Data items
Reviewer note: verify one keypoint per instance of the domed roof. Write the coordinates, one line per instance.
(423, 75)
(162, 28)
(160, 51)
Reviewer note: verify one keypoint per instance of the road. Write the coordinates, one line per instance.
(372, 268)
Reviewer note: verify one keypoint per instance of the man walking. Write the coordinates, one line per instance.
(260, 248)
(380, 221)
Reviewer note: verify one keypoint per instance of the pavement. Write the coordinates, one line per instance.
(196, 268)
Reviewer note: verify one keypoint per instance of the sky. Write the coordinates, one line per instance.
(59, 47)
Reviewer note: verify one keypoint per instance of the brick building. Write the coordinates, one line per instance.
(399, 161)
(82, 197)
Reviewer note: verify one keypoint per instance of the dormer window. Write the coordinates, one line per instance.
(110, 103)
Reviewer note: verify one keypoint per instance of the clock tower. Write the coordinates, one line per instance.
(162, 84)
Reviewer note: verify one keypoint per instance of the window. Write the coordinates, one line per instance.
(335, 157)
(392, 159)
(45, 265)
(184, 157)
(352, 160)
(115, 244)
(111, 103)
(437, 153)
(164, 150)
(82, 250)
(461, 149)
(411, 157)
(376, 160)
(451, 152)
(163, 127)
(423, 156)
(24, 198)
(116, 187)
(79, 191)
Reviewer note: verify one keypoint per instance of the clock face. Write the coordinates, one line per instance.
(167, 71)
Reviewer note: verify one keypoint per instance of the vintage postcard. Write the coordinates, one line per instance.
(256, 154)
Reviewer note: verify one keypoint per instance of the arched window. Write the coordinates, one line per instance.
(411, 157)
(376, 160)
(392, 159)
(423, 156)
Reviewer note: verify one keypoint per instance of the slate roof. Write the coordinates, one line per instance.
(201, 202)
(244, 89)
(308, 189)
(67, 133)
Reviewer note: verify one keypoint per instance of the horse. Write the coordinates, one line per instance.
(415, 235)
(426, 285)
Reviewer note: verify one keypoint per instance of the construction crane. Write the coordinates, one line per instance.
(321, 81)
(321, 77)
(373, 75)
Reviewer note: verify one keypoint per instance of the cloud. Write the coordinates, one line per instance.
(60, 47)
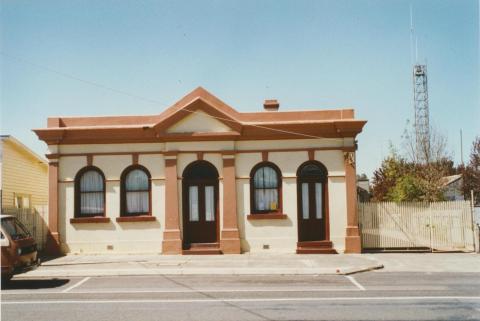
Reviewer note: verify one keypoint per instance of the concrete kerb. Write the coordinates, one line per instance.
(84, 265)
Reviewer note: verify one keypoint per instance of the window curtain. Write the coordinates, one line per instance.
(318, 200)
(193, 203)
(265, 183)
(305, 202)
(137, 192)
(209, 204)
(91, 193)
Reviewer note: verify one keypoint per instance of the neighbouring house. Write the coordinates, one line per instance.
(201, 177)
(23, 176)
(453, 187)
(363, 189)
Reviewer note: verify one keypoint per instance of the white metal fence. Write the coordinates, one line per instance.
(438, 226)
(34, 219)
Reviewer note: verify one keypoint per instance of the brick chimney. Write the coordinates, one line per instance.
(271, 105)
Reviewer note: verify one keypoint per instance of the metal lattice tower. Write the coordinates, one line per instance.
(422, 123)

---

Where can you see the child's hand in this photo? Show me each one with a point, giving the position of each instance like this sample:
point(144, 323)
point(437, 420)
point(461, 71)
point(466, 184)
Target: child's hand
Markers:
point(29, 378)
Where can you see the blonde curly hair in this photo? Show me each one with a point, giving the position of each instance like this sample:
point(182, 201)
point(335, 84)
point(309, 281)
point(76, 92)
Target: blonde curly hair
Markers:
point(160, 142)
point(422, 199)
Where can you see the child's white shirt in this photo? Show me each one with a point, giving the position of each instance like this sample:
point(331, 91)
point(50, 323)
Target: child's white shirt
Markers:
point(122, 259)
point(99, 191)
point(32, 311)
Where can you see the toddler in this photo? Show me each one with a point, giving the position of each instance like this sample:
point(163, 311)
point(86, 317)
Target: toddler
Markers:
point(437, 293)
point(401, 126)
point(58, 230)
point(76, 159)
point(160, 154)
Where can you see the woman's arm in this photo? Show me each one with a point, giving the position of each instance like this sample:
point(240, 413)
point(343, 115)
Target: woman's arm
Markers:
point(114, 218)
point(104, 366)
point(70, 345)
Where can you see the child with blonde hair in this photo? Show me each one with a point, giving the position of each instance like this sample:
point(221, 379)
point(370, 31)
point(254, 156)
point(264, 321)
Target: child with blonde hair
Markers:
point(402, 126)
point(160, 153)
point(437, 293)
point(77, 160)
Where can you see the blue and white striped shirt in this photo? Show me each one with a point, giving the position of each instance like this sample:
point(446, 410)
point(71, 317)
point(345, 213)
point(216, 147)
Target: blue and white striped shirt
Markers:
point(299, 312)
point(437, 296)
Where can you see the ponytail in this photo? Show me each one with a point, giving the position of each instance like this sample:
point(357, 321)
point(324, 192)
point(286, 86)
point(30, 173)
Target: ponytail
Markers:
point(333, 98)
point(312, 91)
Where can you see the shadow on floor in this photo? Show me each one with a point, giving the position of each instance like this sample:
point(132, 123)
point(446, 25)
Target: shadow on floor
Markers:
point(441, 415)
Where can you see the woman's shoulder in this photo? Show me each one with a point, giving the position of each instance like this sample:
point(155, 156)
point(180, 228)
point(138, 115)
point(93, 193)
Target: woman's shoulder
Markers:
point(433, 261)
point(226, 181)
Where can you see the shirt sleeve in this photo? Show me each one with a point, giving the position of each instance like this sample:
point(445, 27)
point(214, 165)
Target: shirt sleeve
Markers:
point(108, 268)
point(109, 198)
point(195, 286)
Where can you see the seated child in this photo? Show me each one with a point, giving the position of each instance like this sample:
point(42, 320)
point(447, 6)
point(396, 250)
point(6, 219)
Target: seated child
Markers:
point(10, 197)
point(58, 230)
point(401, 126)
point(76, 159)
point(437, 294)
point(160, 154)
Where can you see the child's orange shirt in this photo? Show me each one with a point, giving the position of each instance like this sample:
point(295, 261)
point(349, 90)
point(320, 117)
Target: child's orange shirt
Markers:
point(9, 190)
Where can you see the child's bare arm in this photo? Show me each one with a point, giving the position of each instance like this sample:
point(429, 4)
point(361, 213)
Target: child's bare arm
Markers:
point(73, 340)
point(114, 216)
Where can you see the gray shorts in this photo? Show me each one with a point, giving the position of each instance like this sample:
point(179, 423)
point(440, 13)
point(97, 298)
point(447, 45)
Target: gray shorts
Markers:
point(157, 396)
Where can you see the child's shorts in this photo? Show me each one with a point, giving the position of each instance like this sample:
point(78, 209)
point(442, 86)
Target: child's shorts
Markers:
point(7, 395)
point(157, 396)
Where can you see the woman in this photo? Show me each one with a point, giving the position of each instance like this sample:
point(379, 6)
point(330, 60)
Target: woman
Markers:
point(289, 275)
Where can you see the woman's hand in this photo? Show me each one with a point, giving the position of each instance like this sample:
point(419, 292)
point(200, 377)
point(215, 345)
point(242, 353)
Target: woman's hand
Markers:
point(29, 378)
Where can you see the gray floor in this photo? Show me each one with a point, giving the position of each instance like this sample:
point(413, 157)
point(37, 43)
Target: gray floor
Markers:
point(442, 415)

» **What this task involves**
Identify every line above with the string "floor" in it. Copy those lines.

» **Response for this exercise**
Where can you see the shadow on floor in this photo? Show me each one with a point, giving the position of each instance like this sample:
Target: shadow on floor
Where can you see the gray floor in this photo? Show me each one with a point, giving the position of each instance like this sample:
Target: gray floor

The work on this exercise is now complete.